===== DATASET ENTRIES
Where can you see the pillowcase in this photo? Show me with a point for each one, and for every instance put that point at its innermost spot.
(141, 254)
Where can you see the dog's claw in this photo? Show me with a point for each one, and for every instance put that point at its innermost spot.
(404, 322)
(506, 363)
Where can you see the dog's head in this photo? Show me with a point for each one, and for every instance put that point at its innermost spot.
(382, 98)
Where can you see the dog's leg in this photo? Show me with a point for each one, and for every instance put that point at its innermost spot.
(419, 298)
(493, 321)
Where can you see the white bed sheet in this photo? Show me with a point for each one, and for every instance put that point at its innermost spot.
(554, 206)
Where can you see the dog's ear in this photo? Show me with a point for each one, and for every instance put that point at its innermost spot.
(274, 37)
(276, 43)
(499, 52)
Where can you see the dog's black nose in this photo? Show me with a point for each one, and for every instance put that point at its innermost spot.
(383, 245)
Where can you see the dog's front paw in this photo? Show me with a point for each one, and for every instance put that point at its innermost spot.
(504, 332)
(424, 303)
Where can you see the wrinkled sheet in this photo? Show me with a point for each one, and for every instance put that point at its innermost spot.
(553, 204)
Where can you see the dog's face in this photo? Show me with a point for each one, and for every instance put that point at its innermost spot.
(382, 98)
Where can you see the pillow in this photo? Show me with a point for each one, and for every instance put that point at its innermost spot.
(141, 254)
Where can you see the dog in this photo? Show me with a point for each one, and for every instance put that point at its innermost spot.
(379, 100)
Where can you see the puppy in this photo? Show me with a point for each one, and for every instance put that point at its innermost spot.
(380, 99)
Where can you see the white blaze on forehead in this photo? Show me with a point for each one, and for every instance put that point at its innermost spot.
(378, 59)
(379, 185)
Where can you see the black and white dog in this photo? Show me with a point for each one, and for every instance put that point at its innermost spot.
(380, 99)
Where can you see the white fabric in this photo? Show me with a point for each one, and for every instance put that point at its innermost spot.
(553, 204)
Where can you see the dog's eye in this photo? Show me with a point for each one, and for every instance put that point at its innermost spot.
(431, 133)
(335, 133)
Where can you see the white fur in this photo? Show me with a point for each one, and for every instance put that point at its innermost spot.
==========
WHAT IS REQUIRED: Lay out the lines as a numbered list, beginning with the line that contains "Where can you see the white fabric" and continuing through the end of the listing above. Leave out any blank lines.

THE COMPLETED TASK:
1. Where can you see the white fabric in this photo? Show me with a point for each one, and for every instance put that point at its innermost spot.
2. (553, 204)
3. Where can you see the dog's eye in this photo? Show me with a point for each one, and for every instance put that point at its innermost spot.
4. (431, 133)
5. (335, 133)
6. Where can you see the white fur in this photo? Show me with a point for each one, and for every instance put that point at its innermost spot.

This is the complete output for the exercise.